Given problem:
Which lines of the data below contain the word "metal"? Pick out each of those lines and copy it.

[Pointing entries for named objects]
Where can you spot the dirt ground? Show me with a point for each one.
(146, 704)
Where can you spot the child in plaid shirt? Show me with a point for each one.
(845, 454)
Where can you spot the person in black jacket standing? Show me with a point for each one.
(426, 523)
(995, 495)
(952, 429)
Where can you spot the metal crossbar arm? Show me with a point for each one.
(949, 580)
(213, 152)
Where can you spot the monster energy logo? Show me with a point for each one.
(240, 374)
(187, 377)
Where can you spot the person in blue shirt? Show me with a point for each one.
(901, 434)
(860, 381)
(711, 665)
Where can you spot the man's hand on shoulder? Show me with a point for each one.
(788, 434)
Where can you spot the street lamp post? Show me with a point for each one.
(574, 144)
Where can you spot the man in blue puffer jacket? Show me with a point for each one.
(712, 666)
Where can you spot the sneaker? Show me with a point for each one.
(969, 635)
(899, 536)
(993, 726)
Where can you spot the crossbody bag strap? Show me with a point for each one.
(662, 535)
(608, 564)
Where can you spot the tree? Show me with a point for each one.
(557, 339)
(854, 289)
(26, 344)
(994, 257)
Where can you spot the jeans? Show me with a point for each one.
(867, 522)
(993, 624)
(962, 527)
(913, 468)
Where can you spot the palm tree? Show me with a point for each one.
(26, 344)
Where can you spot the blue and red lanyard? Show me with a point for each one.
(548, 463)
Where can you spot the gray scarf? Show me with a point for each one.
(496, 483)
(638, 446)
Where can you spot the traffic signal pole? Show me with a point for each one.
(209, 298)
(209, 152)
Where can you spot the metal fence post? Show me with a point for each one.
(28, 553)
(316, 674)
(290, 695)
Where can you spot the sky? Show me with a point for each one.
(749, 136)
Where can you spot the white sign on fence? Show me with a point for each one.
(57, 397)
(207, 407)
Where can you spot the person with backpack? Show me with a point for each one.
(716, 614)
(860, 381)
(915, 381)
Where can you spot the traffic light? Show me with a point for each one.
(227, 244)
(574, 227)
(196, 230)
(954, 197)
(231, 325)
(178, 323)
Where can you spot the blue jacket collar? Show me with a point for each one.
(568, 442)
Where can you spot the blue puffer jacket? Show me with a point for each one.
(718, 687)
...
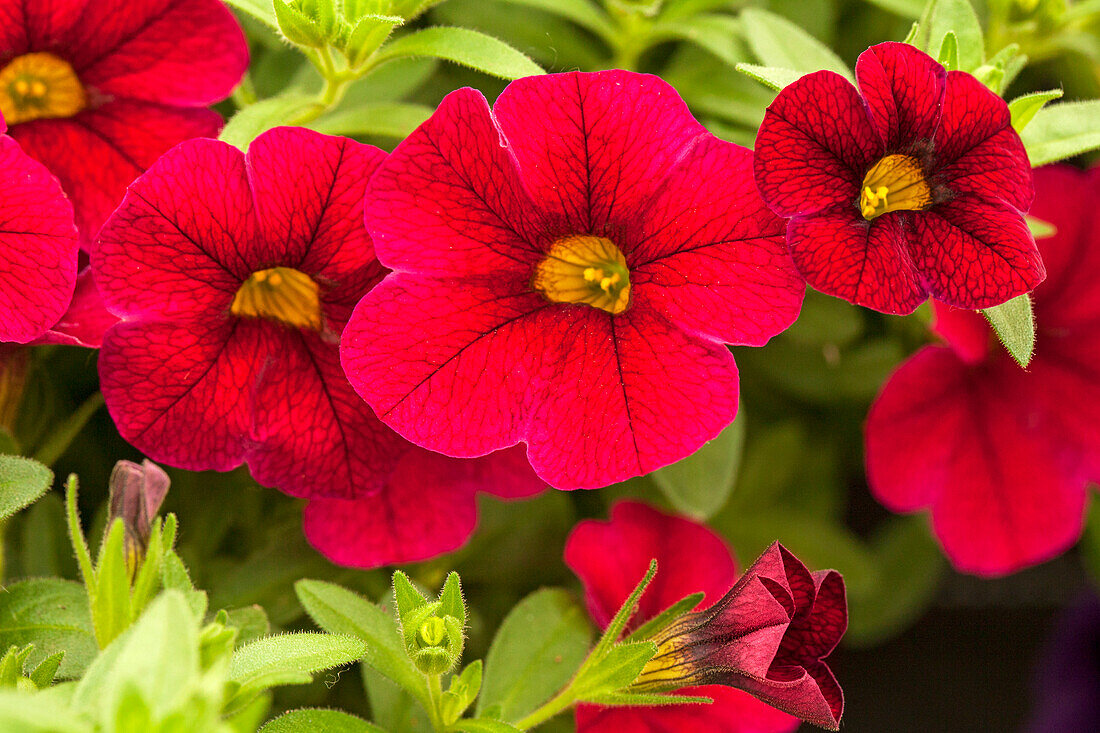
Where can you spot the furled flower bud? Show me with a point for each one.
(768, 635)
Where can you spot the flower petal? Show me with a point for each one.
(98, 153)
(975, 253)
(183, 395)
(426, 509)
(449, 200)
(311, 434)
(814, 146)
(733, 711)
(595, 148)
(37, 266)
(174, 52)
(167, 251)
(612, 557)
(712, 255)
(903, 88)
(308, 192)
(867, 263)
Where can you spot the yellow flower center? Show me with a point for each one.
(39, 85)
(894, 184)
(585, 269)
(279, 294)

Response below:
Where can you spot the metal crossbar arm? Show me with a point for each one.
Where can you spot the metal fence post? Show me with a point for each one.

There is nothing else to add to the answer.